** start **

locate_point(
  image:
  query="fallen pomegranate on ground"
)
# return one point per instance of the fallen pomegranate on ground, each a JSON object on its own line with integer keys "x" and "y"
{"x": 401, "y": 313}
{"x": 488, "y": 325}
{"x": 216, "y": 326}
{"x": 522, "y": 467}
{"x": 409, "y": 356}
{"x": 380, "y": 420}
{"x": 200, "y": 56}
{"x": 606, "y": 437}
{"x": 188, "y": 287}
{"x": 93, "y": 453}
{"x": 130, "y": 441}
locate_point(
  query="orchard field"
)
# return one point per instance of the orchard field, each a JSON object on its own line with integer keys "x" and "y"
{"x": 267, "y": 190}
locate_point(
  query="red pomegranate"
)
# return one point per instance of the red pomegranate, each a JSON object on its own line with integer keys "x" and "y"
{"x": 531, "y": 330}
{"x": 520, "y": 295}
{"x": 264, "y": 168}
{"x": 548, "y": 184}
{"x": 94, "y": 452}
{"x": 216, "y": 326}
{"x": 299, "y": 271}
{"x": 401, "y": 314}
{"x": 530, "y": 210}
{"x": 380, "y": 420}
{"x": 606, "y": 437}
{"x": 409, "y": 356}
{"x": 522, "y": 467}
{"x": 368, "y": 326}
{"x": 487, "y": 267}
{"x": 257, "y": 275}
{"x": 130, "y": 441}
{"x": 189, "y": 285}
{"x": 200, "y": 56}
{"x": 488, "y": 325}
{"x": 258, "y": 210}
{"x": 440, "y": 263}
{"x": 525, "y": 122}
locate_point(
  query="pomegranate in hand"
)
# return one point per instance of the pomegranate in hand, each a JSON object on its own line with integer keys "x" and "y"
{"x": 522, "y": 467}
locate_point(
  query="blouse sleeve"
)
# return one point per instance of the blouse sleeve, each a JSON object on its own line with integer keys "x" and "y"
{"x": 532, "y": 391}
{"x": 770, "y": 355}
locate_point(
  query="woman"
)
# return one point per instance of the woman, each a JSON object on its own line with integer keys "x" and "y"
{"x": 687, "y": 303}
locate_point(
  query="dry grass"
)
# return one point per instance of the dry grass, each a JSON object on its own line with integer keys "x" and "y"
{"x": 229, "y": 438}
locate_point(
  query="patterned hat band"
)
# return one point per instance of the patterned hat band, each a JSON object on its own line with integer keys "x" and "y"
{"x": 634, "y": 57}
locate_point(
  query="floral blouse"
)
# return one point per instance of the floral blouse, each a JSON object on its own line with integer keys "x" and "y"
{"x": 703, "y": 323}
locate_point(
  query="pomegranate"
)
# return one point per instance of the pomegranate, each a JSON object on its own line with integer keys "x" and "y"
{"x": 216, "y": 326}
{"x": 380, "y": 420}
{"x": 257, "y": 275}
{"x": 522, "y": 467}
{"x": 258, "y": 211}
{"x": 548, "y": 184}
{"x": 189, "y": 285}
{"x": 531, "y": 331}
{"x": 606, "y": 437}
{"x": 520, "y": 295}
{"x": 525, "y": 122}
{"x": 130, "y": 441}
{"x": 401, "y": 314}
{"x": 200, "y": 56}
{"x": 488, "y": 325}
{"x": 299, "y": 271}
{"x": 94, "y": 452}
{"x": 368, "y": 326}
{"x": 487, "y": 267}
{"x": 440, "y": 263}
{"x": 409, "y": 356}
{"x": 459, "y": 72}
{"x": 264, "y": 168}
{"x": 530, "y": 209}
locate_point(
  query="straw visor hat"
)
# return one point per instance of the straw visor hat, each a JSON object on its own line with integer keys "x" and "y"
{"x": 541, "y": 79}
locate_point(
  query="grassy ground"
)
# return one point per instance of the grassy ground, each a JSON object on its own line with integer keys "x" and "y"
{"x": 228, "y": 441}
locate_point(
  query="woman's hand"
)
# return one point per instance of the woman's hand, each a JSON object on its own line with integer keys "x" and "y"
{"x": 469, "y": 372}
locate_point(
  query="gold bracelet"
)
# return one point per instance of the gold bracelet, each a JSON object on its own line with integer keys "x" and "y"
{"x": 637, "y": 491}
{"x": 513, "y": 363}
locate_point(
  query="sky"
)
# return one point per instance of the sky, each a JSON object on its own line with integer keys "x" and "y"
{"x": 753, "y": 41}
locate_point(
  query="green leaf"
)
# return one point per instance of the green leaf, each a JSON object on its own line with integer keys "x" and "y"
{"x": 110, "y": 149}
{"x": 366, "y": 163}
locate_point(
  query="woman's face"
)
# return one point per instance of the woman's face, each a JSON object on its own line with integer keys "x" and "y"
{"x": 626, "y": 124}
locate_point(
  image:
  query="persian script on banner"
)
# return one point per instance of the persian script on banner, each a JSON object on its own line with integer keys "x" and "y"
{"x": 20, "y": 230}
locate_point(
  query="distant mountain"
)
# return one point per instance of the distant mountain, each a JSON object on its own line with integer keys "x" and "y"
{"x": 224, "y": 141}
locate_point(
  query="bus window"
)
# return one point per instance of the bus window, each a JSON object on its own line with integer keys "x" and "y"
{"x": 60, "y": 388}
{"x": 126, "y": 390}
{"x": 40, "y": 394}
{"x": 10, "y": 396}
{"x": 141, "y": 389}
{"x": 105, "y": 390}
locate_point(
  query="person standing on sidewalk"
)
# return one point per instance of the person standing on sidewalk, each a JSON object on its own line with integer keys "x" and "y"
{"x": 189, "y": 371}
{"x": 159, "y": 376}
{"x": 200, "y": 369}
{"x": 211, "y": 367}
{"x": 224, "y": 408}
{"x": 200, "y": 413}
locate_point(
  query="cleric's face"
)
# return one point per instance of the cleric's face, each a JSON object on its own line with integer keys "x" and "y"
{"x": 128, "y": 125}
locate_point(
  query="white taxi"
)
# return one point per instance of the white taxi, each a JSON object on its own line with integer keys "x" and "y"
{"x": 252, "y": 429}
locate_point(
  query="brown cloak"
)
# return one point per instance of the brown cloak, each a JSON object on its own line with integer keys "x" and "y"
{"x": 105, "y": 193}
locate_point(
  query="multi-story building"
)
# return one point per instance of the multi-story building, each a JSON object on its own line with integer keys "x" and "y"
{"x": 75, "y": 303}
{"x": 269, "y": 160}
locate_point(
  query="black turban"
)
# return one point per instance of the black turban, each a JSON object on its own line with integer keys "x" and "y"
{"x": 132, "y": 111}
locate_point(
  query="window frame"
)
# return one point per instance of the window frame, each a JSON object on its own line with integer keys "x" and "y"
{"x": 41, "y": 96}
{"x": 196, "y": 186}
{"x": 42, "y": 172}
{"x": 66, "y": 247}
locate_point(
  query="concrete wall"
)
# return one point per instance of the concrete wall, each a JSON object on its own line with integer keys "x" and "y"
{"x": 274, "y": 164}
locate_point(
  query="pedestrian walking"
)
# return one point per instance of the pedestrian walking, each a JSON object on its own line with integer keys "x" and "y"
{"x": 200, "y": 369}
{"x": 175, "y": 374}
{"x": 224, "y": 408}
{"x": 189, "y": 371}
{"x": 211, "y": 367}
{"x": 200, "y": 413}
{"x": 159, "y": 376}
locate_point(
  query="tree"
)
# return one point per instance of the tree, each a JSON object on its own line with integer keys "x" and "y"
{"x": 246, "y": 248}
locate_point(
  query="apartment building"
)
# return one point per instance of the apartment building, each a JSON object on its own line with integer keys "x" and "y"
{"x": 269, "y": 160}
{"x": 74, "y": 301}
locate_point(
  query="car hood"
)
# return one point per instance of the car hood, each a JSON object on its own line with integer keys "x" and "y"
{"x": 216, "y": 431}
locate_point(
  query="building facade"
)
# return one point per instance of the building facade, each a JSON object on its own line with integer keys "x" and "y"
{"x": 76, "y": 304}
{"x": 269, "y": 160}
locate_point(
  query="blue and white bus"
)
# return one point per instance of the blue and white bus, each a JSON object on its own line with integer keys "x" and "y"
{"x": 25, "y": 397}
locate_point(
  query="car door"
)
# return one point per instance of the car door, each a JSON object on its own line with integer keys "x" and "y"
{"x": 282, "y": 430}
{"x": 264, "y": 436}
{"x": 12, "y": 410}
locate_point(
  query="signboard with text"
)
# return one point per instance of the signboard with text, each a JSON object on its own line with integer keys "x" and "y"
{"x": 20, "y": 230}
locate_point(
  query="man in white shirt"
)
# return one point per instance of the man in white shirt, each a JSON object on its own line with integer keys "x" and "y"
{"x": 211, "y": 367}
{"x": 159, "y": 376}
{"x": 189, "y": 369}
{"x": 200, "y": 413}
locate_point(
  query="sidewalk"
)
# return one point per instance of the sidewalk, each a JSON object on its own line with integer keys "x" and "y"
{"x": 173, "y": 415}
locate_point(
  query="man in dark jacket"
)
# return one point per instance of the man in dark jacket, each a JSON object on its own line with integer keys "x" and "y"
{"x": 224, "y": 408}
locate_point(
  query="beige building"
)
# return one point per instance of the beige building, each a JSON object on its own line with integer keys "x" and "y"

** end **

*What the task asks*. Gather every line of the records above that contains the word "standing", and copy each one out in full.

*Completed task*.
  query="person standing on sidewalk"
# return one point per instance of the person standing on sidewalk, each a JSON object on its own line with integer keys "x" and "y"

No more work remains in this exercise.